- [TUJUAN TUGAS A]
Tuliskan kembali tanpa perubahan baris-baris entri mulai dari baris yang memuat "Outline every instance of the white" hingga akhir entri, termasuk kedua ujungnya. Gambar tidak perlu dimasukkan ke dalam jawaban.

- [TEKS]
Pasca Amnesti Pajak : Administrasi Perpajakan Terbagi Dua

Pengampunan pajak adalah penghapusan pajak yang seharusnya terutang, tidak dikenai sanksi administrasi perpajakan dan sanksi di bidang perpajakan, dengan cara mengungkap Harta dan membayar Uang Tebusan sebagai mana diatau dalam Undang-Undang ini (Pasal 1 angka 1 Undang-Undang Pengampunan Pajak). Berdasarkan ketentuan tersebut, administrasi perpajakan pasca amnesti pajak memberikan pemisah yang tegas antara Wajib Pajak yang ikut amnesti dan Wajib Pajak yang tidak ikut amnesi.
 Bagi Wajib Pajak yang ikut amnesti maka kewajiban perpajakan 2015 ke belakang sudah final dan tidak bisa dilakukan apa-apa. Hak negara sudah dilepaskan dan kewajiban Wajib Pajak sudah ditiadakan. Konsekuesinya, Wajib Pajak yang ikut amnesti tidak perlu dilakukan pengawasan, dan tidak boleh dilakukan pemeriksaan. Direktorat Jenderal Pajak seperti melupakan tahun pajak 2015 ke belakang.

Pengawasan terhadap Wajib Pajak yang ikut amnesti pajak hanya bisa dilakukan untuk tahun pajak 2016 sampai dengan sekarang. Seandainya Wajib Pajak yang ikut amnesti pajak masih mendapatkan surat himbauan dari kantor pajak untuk permasalah tahun pajak 2015, 2014 dan seterusnya, maka surat tersebut boleh dianggap tidak ada.

Sebaliknya, bagi wajib pajak yang tidak mengikuti amnesti pajak, maka tidak ada batasan tahun pajak kecuali yang diatur dalam Undang-Undang KUP, yaitu daluwarsa ketetapan pajak.

Walaupun demikian, tidak berarti bahwa Wajib Pajak yang ikut amnesti pajak dilupakan sama sekali. Berikut ini pengawasan yang masih dapat dilakukan oleh kantor pajak terhadap Wajib Pajak yang ikut amnesti pajak:
  1. Penelitian terhadap penggunaan tarif amnesti pajak. Misal, seharusnya tidak berhak mendapatkan tarif UKM 0,5% tetapi Wajib Pajak tersebut menggunakan. Seharusnya masalah ini selesai jika sudah mendapatkan Surat Keterangan Pengampunan Pajak;
  2. Penelitian kebenaran harta yang diungkap. Jika masih ada harta yang belum diungkap atau seharusnya diungkap atau kurang diungkap dalam Amnesti Pajak maka terhadap harta tersebut dapat dianggap sebagai penghasilan tambahan pada saat ditemukan oleh kantor pajak. Hal ini diatur di Pasal 18 ayat (1) UU Pengampunan Pajak.

- [DATA YANG DIBERIKAN]
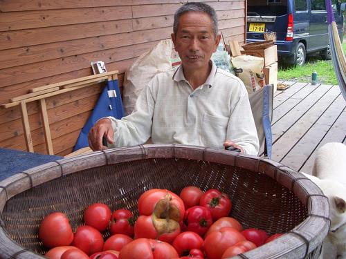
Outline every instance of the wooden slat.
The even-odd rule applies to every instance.
[[[131,0],[1,0],[1,12],[30,11],[36,10],[83,8],[86,7],[131,5]]]
[[[20,102],[21,111],[21,119],[23,122],[23,128],[24,129],[24,137],[26,144],[26,150],[28,152],[34,152],[34,147],[33,145],[33,140],[31,138],[31,133],[30,131],[29,119],[28,118],[28,111],[26,111],[26,104],[24,101]]]
[[[15,102],[21,101],[21,100],[24,100],[24,99],[34,97],[35,96],[44,95],[45,93],[55,92],[55,91],[58,90],[59,90],[59,87],[53,87],[53,88],[48,88],[48,89],[45,89],[45,90],[42,90],[40,91],[37,91],[36,93],[28,93],[26,95],[23,95],[17,96],[17,97],[11,98],[10,99],[10,102]]]
[[[338,89],[331,88],[285,133],[285,136],[282,138],[282,140],[285,140],[284,144],[293,147],[289,153],[282,157],[280,160],[281,163],[295,170],[300,169],[307,157],[313,151],[320,140],[322,139],[330,126],[320,125],[319,131],[316,131],[316,128],[311,130],[311,128],[325,111],[335,102],[339,95],[340,90]],[[292,136],[291,137],[290,135]],[[291,139],[292,142],[295,140],[293,142],[295,143],[294,146],[292,144],[289,144],[287,142],[289,138]],[[298,141],[297,139],[298,139]],[[277,144],[282,146],[282,144],[279,144],[279,142],[277,142]],[[281,147],[280,151],[282,150],[283,148]]]
[[[53,59],[43,61],[33,67],[32,64],[5,68],[0,73],[0,81],[3,87],[16,84],[26,81],[33,80],[42,77],[55,75],[57,73],[68,73],[75,70],[90,68],[91,61],[100,59],[102,55],[104,63],[119,61],[139,56],[151,48],[156,41],[138,45],[128,46],[102,52],[82,54],[78,56],[68,57],[64,59]]]
[[[131,6],[10,12],[1,13],[0,31],[116,21],[131,17]]]
[[[43,127],[44,131],[44,139],[47,151],[49,155],[54,155],[53,151],[52,137],[51,135],[51,129],[49,128],[49,121],[48,119],[47,108],[46,106],[46,99],[39,99],[39,106],[41,108],[41,116],[42,117]]]
[[[320,115],[335,99],[337,93],[325,95],[331,87],[331,86],[319,87],[318,91],[312,92],[308,98],[304,99],[287,113],[284,123],[280,123],[284,121],[284,119],[281,119],[274,124],[272,128],[273,133],[277,135],[281,133],[281,137],[274,140],[272,157],[273,160],[281,162],[291,147],[299,141],[318,119]]]
[[[130,31],[132,31],[131,19],[1,32],[0,50]]]
[[[42,90],[46,90],[46,89],[50,89],[50,88],[56,88],[56,87],[61,87],[63,86],[68,86],[73,87],[73,86],[80,86],[81,84],[88,84],[88,83],[91,83],[91,82],[95,83],[98,80],[104,80],[105,79],[107,79],[108,76],[109,75],[117,74],[118,73],[118,70],[109,71],[109,72],[106,72],[106,73],[102,73],[102,74],[92,75],[89,75],[87,77],[75,78],[75,79],[68,80],[68,81],[62,81],[62,82],[59,82],[59,83],[48,84],[48,86],[43,86],[36,87],[35,88],[31,88],[29,90],[29,92],[37,93],[37,92],[42,91]]]

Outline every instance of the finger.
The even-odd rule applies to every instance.
[[[109,144],[114,143],[113,137],[114,137],[114,131],[113,131],[113,128],[111,126],[109,127],[107,133],[107,138],[108,143]]]

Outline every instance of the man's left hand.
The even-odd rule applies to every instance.
[[[233,146],[236,148],[239,148],[240,149],[240,153],[244,153],[244,149],[242,146],[240,146],[239,145],[237,145],[237,144],[235,144],[235,142],[233,142],[233,141],[231,140],[226,140],[224,142],[224,146],[225,147],[225,148],[229,147],[229,146]]]

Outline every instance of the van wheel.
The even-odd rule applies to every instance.
[[[305,63],[305,58],[307,56],[307,51],[305,46],[301,42],[298,43],[297,49],[295,50],[295,60],[294,64],[295,66],[302,66]]]
[[[327,48],[321,52],[321,57],[325,60],[331,59],[331,48],[330,48],[330,44],[328,44]]]

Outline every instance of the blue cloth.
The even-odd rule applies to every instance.
[[[15,173],[63,158],[57,155],[19,151],[0,148],[0,180]]]
[[[113,95],[114,97],[109,97],[109,91],[114,93],[114,90],[116,95]],[[118,86],[118,80],[111,80],[107,83],[93,113],[80,131],[73,151],[75,151],[89,146],[88,133],[90,129],[98,119],[107,116],[112,116],[116,119],[121,119],[124,116],[124,108]]]

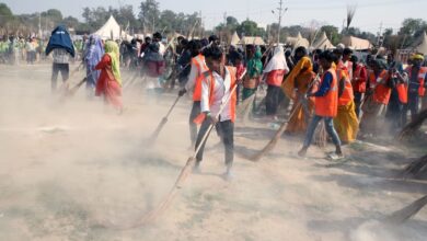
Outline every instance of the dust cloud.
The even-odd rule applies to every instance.
[[[180,101],[155,145],[147,146],[175,93],[152,97],[137,82],[124,90],[125,112],[117,115],[102,100],[88,99],[84,87],[69,99],[53,95],[50,68],[0,66],[0,240],[427,237],[426,210],[401,228],[372,221],[427,192],[425,182],[392,180],[404,164],[402,153],[374,154],[373,147],[363,146],[366,157],[354,154],[348,163],[330,167],[314,147],[308,160],[296,158],[301,140],[288,138],[258,163],[246,161],[242,156],[259,150],[273,135],[265,124],[236,124],[232,182],[220,176],[223,151],[211,135],[201,174],[189,176],[155,222],[114,229],[137,222],[172,187],[192,153],[191,101]]]

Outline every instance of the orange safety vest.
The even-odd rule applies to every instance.
[[[389,81],[389,74],[386,70],[382,70],[382,72],[379,76],[379,79],[381,81],[385,80]],[[369,74],[369,85],[371,89],[373,89],[373,101],[380,104],[389,104],[390,95],[391,95],[391,89],[386,87],[385,84],[377,82],[376,73],[372,71]]]
[[[286,73],[285,69],[276,69],[269,71],[267,74],[267,84],[274,87],[281,87],[281,83],[284,82],[285,73]]]
[[[365,70],[365,73],[367,73],[366,67],[361,64],[356,66],[356,70],[353,74],[353,90],[358,93],[365,93],[366,92],[366,76],[363,79],[360,79],[361,71]],[[358,78],[358,80],[355,80]]]
[[[412,67],[407,67],[406,71],[409,76],[409,81],[411,81]],[[426,81],[425,80],[426,73],[427,73],[427,67],[420,67],[418,71],[418,83],[419,83],[418,95],[422,97],[426,94],[426,88],[424,88],[424,83]]]
[[[315,96],[314,99],[314,113],[322,117],[335,117],[338,112],[338,88],[336,72],[333,68],[330,68],[322,76],[320,85],[325,78],[326,72],[332,74],[331,89],[324,96]]]
[[[193,101],[200,101],[201,100],[201,81],[204,79],[204,72],[208,71],[208,67],[205,62],[205,56],[199,54],[198,56],[192,58],[192,65],[196,66],[197,68],[197,77],[196,77],[196,83],[194,85],[194,92],[193,92]]]
[[[399,101],[403,104],[407,104],[407,84],[406,83],[397,83],[396,91],[399,94]]]
[[[234,85],[236,84],[235,83],[235,68],[234,67],[231,67],[231,66],[226,66],[226,68],[229,70],[229,73],[230,73],[230,91],[234,88]],[[214,103],[214,90],[215,90],[215,79],[214,79],[214,73],[211,71],[209,71],[209,76],[210,76],[210,87],[209,87],[209,90],[210,90],[210,96],[209,96],[209,107],[212,106],[212,103]],[[206,81],[206,79],[205,79]],[[234,123],[235,120],[235,104],[238,103],[238,94],[235,91],[233,91],[233,93],[231,93],[231,96],[230,96],[230,100],[229,100],[229,105],[230,105],[230,116],[231,116],[231,122]]]
[[[355,99],[355,95],[353,93],[351,82],[348,79],[348,72],[346,70],[338,69],[336,71],[337,82],[342,81],[341,79],[343,77],[345,79],[344,80],[345,81],[345,83],[344,83],[345,85],[344,85],[343,94],[338,99],[338,105],[339,106],[347,105],[350,101],[353,101]]]

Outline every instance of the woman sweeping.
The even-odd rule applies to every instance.
[[[103,95],[105,103],[113,105],[122,114],[122,79],[118,45],[113,41],[107,41],[104,48],[105,54],[95,67],[95,69],[101,70],[95,95]]]

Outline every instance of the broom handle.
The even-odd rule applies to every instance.
[[[235,82],[233,89],[231,89],[229,95],[227,96],[226,101],[222,103],[219,112],[217,113],[216,115],[216,118],[218,119],[219,118],[219,115],[222,113],[222,111],[226,108],[227,104],[229,103],[232,94],[234,93],[234,91],[236,90],[240,81],[243,79],[243,77],[246,74],[246,70],[240,76],[240,78],[238,79],[239,81]],[[185,164],[185,167],[183,168],[183,170],[181,171],[181,174],[180,176],[177,177],[176,182],[175,182],[175,185],[174,185],[174,188],[175,187],[180,187],[181,183],[184,182],[185,177],[188,175],[188,167],[193,165],[193,162],[194,162],[194,159],[196,158],[196,156],[198,154],[198,152],[200,151],[201,149],[201,146],[208,139],[209,135],[210,135],[210,131],[212,130],[215,124],[211,123],[207,129],[207,131],[205,133],[205,135],[203,136],[201,138],[201,141],[199,142],[199,145],[196,147],[196,150],[194,151],[194,153],[188,158],[187,160],[187,163]]]

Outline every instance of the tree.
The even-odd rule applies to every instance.
[[[141,2],[139,9],[140,12],[138,16],[142,23],[142,31],[147,32],[151,28],[151,31],[154,32],[155,23],[159,22],[160,16],[159,2],[155,0],[146,0]]]
[[[338,33],[338,27],[333,25],[325,25],[321,27],[321,32],[325,32],[326,36],[330,38],[333,45],[337,45],[341,42],[341,35]]]
[[[62,23],[67,26],[67,27],[72,27],[72,28],[76,28],[79,26],[79,20],[73,18],[73,16],[67,16],[62,20]]]

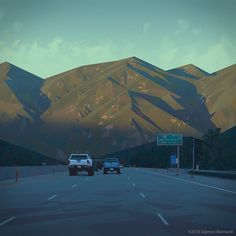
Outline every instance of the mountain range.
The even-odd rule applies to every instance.
[[[162,70],[137,57],[81,66],[42,79],[0,64],[0,139],[63,158],[100,156],[156,134],[201,138],[236,125],[236,64],[214,73]]]

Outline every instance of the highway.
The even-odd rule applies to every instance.
[[[0,235],[236,235],[235,183],[147,168],[0,181]]]

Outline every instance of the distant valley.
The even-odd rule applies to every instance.
[[[209,74],[164,71],[139,58],[42,78],[0,64],[0,139],[52,157],[94,156],[153,142],[158,132],[201,138],[236,125],[236,64]]]

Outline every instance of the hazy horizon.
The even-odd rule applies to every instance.
[[[234,0],[0,0],[0,63],[42,78],[136,56],[164,70],[236,63]]]

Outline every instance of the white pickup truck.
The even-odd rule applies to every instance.
[[[88,176],[94,175],[93,160],[88,154],[70,154],[68,168],[70,175],[77,175],[81,171],[87,171]]]

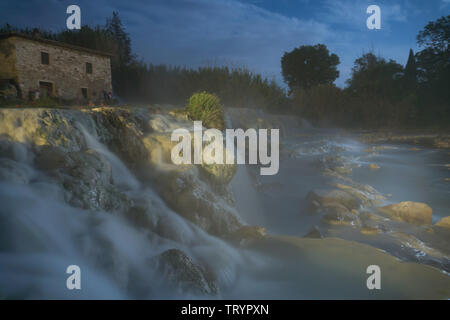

- [TUJUAN TUGAS B]
Lanjutkan teks tentang amnesti pajak mulai setelah kalimat terakhir yang ditampilkan.

- [JAWABAN YANG DIHARAPKAN A]
Outline every instance of the white pickup truck.
The even-odd rule applies to every instance.
[[[88,176],[94,175],[93,160],[88,154],[70,154],[68,168],[70,175],[77,175],[81,171],[87,171]]]

- [JAWABAN YANG DIHARAPKAN B]
  3. Harta yang gagal direpatriasi merupakan penghasilan penghasilan tahun pajak 2016 (bukan saat ditemukan). Hal ini diatur di Pasal 14 ayat (4) UU Pengampunan Pajak.
  4. Pengawasan kompensasi kelebihan pajak PPN dari masa pajak Desember 2015 ke masa pajak Januari 2016. Pasal 35 Peraturan Menteri Keuangan nomor 118/PMK.03/2016 mengatur bahwa Wajib Pajak yang ikut amnesti pajak tidak berhak mengkompensasi kelebihan pembayaran PPN. Ketentuan ini berlaku baik untuk pusat maupun cabang.
  5. Kompensasi kerugian tahun 2015 ke belakang juga tidak boleh diakui. Hal ini diatur di Pasal 35 Peraturan Menteri Keuangan nomor 118/PMK.03/2016.
  6. Pengawasan penyusutan dan amortisasi tahun pajak 2016 dan seterusnya. Wajib Pajak yang mengikuti amnesti pajak tidak boleh menyusutkan harta tambahan. Misal harta tambahan yang diamnestikan berupa gedung, maka atas gedung tersebut tidak boleh ada penyusutan.
  7. Wajib Pajak yang memiliki perusahaan cangkang atau SPV (special purpose vehicle) dan memiliki harta melalui SPV tersebut, pada saat amnesti pajak dapat mengakui secara langsung atas kepemilikan tersebut atau SPV menjadi badan hukum Indonesia. Nah, jika memilih opsi kedua, maka setelah amnesti harus ada pendirian badan hukum Indonesia (seperti PT) kemudian seluruh ekuitas SPV menjadi saham di PT yang baru.    
Wah, banyak ya? Tentu lebih banyak lagi pengawasan terhadap wajib pajak yang tidak mengikuti amnesti pajak.  

Tahun 2017 ini, petugas pajak memiliki satu tahapan baru sebelum melakukan pengawasan, sebelum petugas menyampaikan surat himbauan atau (SP2DK) kepada wajib pajak, yaitu memastikan bahwa wajib pajak tidak mengikuti amnesti pajak.

Jika Wajib Pajak sudah dipastikan tidak mengikuti amnesti pajak, maka dapat dilakukan pengawasan dan dikirim SP2DK untuk tahun 2015 sampai dengan 2012. Permasalahan yang dapat dibuatkan SP2DK diantaranya:
  • belum menyampaikan SPT Masa PPh Pasal 21, SPT Masa PPN atau SPT Tahunan;
  • belum menyetor PPh Pasal 25 atau setoran PPh PP46;
  • pajak yang dibayar kurang dibandingkan dengan yang dilaporkan dalam SPT;
  • tidak melaporkan faktur pajak yang sudah diterbitkan atau sudah dikreditkan oleh lawan transaksi;
  • ada penghasilan yang belum dlaporkan berdasarkan bukti potong PPh dari lawan transaksi;
  • ada potensi pajak berdasarkan analisis laporan keuangan yang disampaikan.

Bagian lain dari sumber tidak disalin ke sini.